Your goal :: Turn everything from the line containing "Target: <item>orange stained root tip</item>" down to the last line of the records into a numbered list, leaving out any blank lines.

Material provided ::
________________________
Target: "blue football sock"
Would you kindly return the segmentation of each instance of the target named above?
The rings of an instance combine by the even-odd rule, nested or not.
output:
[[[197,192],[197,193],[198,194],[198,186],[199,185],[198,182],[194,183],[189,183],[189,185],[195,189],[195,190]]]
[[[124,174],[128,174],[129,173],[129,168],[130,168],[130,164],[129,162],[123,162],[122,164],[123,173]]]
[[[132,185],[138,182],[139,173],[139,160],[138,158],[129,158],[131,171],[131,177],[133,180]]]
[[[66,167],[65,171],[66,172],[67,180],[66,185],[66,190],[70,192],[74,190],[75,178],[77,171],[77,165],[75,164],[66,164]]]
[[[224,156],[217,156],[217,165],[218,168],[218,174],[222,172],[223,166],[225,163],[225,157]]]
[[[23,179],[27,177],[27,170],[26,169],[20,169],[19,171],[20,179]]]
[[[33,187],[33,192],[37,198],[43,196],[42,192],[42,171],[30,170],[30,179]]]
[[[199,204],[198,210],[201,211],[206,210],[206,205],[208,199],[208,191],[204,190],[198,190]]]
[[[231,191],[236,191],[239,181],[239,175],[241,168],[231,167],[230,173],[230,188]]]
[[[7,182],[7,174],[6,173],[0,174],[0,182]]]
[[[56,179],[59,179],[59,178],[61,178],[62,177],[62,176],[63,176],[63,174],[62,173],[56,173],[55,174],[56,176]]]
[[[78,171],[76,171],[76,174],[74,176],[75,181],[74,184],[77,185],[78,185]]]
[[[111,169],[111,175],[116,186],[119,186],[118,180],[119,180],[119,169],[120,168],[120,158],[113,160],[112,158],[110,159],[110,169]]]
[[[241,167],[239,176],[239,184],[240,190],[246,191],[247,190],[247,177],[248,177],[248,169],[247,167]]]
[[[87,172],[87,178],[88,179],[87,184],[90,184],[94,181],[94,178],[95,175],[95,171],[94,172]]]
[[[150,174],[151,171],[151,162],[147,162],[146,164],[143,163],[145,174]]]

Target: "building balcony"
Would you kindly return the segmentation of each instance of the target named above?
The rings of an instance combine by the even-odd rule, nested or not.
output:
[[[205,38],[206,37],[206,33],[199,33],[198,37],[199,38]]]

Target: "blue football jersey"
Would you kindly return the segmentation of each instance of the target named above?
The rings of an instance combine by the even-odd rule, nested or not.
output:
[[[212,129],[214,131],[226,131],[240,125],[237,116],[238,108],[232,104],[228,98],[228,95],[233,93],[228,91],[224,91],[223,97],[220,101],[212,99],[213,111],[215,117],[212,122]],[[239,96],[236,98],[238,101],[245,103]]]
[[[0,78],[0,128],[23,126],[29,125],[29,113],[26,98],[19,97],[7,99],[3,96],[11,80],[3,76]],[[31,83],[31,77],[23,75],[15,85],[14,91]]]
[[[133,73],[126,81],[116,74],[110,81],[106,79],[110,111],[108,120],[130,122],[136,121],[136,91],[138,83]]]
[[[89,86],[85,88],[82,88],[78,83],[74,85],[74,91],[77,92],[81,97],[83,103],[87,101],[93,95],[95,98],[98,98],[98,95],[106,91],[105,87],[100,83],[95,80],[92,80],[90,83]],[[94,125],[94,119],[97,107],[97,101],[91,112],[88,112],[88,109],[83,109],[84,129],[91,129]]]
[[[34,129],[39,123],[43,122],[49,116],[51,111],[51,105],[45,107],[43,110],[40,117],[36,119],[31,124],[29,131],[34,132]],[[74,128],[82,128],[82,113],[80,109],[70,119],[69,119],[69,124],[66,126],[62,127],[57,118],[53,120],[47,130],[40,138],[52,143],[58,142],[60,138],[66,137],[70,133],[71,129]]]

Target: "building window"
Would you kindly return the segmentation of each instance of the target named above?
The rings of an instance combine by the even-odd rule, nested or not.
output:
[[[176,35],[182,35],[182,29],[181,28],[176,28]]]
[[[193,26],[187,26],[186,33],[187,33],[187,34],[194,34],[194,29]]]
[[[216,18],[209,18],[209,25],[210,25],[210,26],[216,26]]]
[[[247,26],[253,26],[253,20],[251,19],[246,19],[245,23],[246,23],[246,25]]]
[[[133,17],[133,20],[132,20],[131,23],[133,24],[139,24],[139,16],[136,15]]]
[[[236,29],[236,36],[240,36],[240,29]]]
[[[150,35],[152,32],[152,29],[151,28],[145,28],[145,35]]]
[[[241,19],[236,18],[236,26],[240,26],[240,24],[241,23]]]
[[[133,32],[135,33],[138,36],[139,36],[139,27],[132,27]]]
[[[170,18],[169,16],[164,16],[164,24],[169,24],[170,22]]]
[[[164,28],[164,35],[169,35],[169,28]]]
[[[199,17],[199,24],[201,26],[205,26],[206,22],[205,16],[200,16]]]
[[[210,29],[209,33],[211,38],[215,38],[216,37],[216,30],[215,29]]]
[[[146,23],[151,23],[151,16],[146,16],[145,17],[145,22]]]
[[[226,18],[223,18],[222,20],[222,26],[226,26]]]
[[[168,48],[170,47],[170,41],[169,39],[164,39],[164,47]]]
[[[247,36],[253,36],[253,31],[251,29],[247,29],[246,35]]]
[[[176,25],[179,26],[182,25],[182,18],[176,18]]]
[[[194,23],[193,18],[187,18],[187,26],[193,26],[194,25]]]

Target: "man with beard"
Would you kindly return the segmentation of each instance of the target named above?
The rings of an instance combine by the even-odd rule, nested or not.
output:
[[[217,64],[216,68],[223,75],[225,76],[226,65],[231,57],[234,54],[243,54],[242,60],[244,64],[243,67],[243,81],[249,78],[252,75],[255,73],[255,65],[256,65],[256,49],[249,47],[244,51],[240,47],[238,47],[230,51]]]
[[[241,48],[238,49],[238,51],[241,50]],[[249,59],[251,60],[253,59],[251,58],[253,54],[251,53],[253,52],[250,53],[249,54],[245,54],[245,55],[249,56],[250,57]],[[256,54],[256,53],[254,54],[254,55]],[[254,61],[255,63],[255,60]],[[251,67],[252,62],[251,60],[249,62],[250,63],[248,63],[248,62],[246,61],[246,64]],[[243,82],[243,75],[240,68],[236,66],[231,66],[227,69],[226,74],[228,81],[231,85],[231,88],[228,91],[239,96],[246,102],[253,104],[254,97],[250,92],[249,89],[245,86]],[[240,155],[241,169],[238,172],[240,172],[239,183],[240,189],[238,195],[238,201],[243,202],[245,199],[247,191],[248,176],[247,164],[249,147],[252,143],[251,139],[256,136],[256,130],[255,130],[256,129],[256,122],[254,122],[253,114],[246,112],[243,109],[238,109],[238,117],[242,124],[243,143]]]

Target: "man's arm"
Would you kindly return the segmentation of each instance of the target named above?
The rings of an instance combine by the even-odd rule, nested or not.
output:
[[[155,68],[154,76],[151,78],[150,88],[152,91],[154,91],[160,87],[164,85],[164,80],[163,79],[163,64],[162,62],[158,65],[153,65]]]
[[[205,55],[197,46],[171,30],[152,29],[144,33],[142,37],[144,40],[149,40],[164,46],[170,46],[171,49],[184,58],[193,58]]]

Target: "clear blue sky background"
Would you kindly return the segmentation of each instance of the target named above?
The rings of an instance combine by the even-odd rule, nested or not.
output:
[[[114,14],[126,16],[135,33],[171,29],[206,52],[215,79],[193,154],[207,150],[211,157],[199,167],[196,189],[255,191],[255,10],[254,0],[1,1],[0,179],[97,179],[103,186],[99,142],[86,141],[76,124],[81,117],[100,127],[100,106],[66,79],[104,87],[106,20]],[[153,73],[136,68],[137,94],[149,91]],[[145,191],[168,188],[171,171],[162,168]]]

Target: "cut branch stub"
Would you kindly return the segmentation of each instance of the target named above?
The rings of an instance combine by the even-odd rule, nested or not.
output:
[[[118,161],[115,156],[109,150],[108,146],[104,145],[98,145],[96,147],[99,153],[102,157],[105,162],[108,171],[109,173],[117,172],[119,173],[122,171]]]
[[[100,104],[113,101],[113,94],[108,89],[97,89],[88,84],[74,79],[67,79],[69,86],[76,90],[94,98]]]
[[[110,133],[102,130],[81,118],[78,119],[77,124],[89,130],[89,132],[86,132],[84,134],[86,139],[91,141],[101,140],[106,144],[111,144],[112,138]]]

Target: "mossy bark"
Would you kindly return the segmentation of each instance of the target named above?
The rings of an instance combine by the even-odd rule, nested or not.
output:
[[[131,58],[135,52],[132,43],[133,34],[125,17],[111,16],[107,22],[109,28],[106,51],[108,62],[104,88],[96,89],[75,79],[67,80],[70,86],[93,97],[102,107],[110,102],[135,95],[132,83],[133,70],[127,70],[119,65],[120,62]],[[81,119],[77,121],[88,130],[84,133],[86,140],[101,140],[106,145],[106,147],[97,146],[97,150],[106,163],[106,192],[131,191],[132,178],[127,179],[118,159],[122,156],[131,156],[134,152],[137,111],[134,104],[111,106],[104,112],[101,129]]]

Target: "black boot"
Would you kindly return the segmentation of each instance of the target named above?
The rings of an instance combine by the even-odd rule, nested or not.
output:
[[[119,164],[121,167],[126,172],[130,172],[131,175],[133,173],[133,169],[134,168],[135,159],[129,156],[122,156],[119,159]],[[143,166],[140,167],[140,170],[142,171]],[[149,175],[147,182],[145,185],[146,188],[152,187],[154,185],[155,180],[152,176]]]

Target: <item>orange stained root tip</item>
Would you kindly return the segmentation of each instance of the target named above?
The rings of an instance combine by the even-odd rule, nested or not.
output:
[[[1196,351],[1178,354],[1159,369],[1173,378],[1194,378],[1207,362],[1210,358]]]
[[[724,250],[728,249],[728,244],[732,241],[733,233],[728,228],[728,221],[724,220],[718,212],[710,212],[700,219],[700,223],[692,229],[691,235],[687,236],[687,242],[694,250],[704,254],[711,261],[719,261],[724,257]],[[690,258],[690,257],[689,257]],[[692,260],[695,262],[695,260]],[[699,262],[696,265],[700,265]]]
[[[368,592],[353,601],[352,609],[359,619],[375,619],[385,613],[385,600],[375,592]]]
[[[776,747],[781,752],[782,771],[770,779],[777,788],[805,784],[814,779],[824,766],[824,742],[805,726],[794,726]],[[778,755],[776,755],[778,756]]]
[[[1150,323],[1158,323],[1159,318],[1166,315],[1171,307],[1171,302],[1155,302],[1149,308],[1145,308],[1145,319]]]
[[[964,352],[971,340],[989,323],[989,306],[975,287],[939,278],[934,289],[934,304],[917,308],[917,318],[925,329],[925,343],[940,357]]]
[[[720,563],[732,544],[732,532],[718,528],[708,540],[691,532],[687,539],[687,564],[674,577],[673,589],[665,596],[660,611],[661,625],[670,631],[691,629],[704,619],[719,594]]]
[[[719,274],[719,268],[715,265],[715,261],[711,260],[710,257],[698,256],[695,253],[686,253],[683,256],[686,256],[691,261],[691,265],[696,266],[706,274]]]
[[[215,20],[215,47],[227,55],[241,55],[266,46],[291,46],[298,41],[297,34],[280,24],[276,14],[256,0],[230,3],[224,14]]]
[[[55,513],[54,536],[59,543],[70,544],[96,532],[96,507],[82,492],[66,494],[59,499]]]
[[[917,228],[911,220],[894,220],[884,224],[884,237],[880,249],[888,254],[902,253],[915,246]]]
________________________
Exercise solution ::
1. Target: <item>orange stained root tip</item>
2. Would you kindly return the segmentation of each instance of the target named above?
3. The rings of an instance combine by the even-odd rule, nested or not.
4. output:
5. [[[1196,351],[1178,354],[1159,369],[1173,378],[1194,378],[1207,362],[1210,358]]]
6. [[[724,250],[728,249],[728,244],[732,241],[733,233],[728,228],[728,221],[724,220],[718,212],[710,212],[700,219],[700,223],[692,229],[691,235],[687,236],[687,242],[694,250],[704,254],[711,261],[719,261],[724,257]],[[690,258],[690,257],[689,257]],[[692,260],[695,262],[695,260]],[[699,262],[696,265],[700,265]]]
7. [[[368,592],[353,601],[352,609],[359,619],[375,619],[385,613],[385,600],[375,592]]]
8. [[[776,747],[781,752],[782,771],[770,779],[777,788],[805,784],[814,779],[824,766],[824,742],[805,726],[794,726]],[[778,755],[776,755],[778,756]]]
9. [[[1150,323],[1158,323],[1159,318],[1166,315],[1171,307],[1171,302],[1155,302],[1149,308],[1145,308],[1145,319]]]
10. [[[964,352],[971,340],[989,323],[989,306],[975,287],[939,278],[934,289],[934,304],[917,308],[917,318],[925,329],[925,343],[940,357]]]
11. [[[720,563],[732,544],[732,532],[718,528],[708,540],[691,532],[687,539],[687,564],[674,577],[673,589],[665,596],[660,611],[661,625],[670,631],[691,629],[704,619],[719,594]]]
12. [[[719,274],[719,268],[715,265],[715,261],[711,260],[710,257],[698,256],[695,253],[686,253],[683,256],[686,256],[691,261],[691,265],[696,266],[706,274]]]
13. [[[215,20],[215,47],[227,55],[241,55],[266,46],[291,46],[298,41],[297,34],[280,24],[276,14],[256,0],[230,3],[224,14]]]
14. [[[55,513],[54,536],[59,543],[70,544],[96,532],[96,507],[82,492],[66,494],[59,499]]]
15. [[[917,228],[911,220],[894,220],[884,224],[884,237],[880,249],[888,254],[902,253],[915,246]]]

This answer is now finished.